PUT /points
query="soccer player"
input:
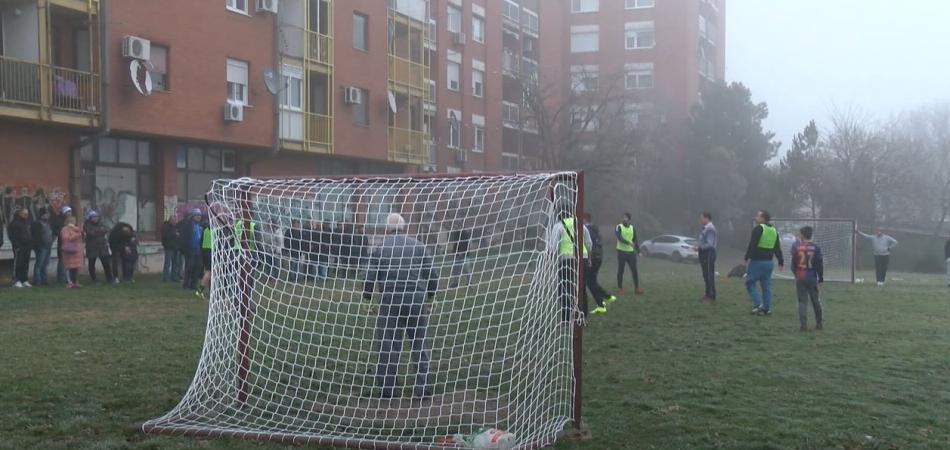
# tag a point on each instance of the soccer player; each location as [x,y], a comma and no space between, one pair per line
[402,269]
[628,247]
[883,244]
[763,246]
[809,275]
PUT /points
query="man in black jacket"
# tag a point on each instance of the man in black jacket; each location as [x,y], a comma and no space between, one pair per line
[22,241]
[171,244]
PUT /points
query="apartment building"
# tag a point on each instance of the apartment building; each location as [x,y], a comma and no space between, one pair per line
[132,107]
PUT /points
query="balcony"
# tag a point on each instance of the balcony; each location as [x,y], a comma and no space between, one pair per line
[319,133]
[320,48]
[407,75]
[408,146]
[46,92]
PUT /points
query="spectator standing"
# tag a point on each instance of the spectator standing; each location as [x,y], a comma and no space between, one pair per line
[19,231]
[171,244]
[191,249]
[42,233]
[882,244]
[764,245]
[118,241]
[708,241]
[70,238]
[57,222]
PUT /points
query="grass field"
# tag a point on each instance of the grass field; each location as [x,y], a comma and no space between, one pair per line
[79,368]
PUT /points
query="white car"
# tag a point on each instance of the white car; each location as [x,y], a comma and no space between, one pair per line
[677,248]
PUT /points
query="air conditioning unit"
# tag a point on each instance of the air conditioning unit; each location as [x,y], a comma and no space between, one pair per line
[269,6]
[136,48]
[352,95]
[233,112]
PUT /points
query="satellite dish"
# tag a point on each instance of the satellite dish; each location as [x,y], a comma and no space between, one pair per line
[392,102]
[271,82]
[141,77]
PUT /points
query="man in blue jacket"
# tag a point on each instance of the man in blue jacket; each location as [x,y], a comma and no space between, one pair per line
[402,270]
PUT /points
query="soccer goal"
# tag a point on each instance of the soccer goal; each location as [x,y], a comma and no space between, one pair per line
[295,352]
[836,237]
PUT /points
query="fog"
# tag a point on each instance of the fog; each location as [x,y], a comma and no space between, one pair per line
[807,57]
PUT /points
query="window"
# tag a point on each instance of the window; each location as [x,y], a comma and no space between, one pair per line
[455,129]
[452,77]
[360,28]
[584,119]
[635,4]
[454,19]
[585,39]
[478,83]
[291,97]
[639,35]
[478,29]
[638,76]
[237,5]
[159,71]
[585,78]
[478,133]
[237,82]
[580,6]
[361,110]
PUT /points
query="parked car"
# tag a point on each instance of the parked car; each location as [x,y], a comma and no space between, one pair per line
[677,248]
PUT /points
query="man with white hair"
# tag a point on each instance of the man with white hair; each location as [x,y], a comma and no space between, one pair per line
[402,270]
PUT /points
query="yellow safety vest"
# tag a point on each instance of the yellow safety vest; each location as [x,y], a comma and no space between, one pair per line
[769,237]
[566,243]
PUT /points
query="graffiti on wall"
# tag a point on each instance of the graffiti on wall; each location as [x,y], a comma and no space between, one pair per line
[31,197]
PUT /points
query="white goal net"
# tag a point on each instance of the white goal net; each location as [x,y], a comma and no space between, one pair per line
[835,237]
[329,323]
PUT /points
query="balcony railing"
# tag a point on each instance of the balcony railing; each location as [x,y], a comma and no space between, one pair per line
[407,73]
[320,130]
[42,85]
[408,146]
[320,48]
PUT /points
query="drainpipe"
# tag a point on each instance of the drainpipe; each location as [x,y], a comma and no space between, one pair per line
[278,73]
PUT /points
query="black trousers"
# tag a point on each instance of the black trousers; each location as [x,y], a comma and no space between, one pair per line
[106,267]
[625,259]
[593,286]
[21,264]
[707,261]
[881,263]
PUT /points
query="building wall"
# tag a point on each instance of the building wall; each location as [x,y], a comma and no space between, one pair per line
[200,36]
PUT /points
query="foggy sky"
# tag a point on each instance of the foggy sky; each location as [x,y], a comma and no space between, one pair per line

_REQUIRED WORK_.
Transcribe every entry word for word, but omit the pictures.

_EXERCISE RESPONSE_.
PUT /points
query="soccer player"
input:
# tag a point on each instance of the soccer player; each location as [x,y], a comma and no space between, one pair per line
[402,269]
[628,247]
[883,244]
[763,246]
[809,275]
PUT /points
query="man in black jacket"
# tag a point on each instance of the man in black jacket; each location as [x,y], a comma and no space between, one pair per line
[22,241]
[171,244]
PUT /points
query="apartment building"
# tag a point on each instance of the apartment building; each location as [x,y], a comma and no space between, one pair per line
[132,107]
PUT /points
query="balcony"
# tag a point on each instance of the balcony; each location as [x,y], a comma and no space between, one pair per line
[319,133]
[320,48]
[407,75]
[408,146]
[46,92]
PUT /points
query="spectator standing"
# tag a point on each instance of the spectator standing; each location as [x,y], a comma and no space between, one pair per line
[19,231]
[171,244]
[191,249]
[42,233]
[882,244]
[764,245]
[118,241]
[708,241]
[70,238]
[57,222]
PUT /points
query="grass field"
# tag a point on each instance of the grass field; each location as [x,y], a comma and no space between, one pair per line
[79,368]
PUT /points
query="white car"
# tag a point on each instance of the white car; each location as [x,y], a comma and no space between, one pair per line
[677,248]
PUT /points
query="air conditioning unit"
# tag a point on each instance of the air conditioning unit; each location as [x,y], a comma and no space between, one pair per line
[269,6]
[136,48]
[352,95]
[233,112]
PUT /points
query="satellite dish"
# tag a point on each instance of the satellite dish; each location as [x,y], a comma and no space between, one pair per line
[392,102]
[271,82]
[141,77]
PUT /points
query="man in blue jacket"
# tag a point on each instance of the man in blue jacket; each location as [x,y], a comma and no space between, one pair per line
[402,270]
PUT /points
query="soccer goal"
# tag a point on each instance of the soccer goal; each location as [x,y], a comma and no space between, one pair per line
[295,352]
[836,237]
PUT /points
query="fog"
# tag a point on each instance of the fog; each location as [x,y], a comma and no space between, one pair per line
[807,57]
PUT /points
query="window"
# tag a point on each instance of the window; each location as [x,y], a comma and no space between, one pair per line
[455,129]
[452,77]
[360,28]
[584,119]
[635,4]
[454,19]
[585,39]
[478,83]
[291,97]
[639,35]
[478,29]
[638,76]
[237,5]
[159,71]
[585,78]
[478,133]
[237,82]
[580,6]
[361,110]
PUT /points
query="parked car"
# tag a point on each instance of the parked car; each location as [x,y], a comma and no space between, one pair per line
[677,248]
PUT /points
query="man with white hair"
# tag a point on each instance of the man with white hair; each location as [x,y], a comma and no space between, one pair per line
[402,270]
PUT /points
query="yellow safety vest"
# tag a point on each instance of the yellow safety vest; each location as [x,y], a comma and no space between, one pair per line
[769,237]
[566,243]
PUT /points
query="graffiti on wall"
# tag a point on each instance of the graffiti on wall; each location as [x,y], a comma and no space between, one pair per line
[31,197]
PUT /points
query="white goal net"
# tag a point on each instance of the white goal net; each location as [x,y], a comma and no space between, one pair per line
[835,237]
[329,323]
PUT /points
query="balcony railing"
# tag a point on each instance of the balcony railing; each location as [x,y], a comma and no space between, one pair per line
[407,73]
[320,130]
[42,85]
[408,146]
[320,48]
PUT /points
query="drainpipe"
# tag a point on each instance of the drainpipe; each location as [x,y], a comma and no space between, one pair per line
[278,73]
PUT /points
query="black trousers"
# tag a point on each instance of the black trousers; each location as [x,y], a comma and no space between, one pair per line
[106,267]
[625,259]
[593,286]
[21,264]
[707,261]
[881,263]
PUT /points
query="building wall"
# tag a point on each instance of the building wall; each location as [x,y], a comma and no space between, one pair per line
[200,36]
PUT /points
query="foggy sky"
# tag a point on each instance of the foggy sky; each location as [x,y], a comma and no space between, one pair per line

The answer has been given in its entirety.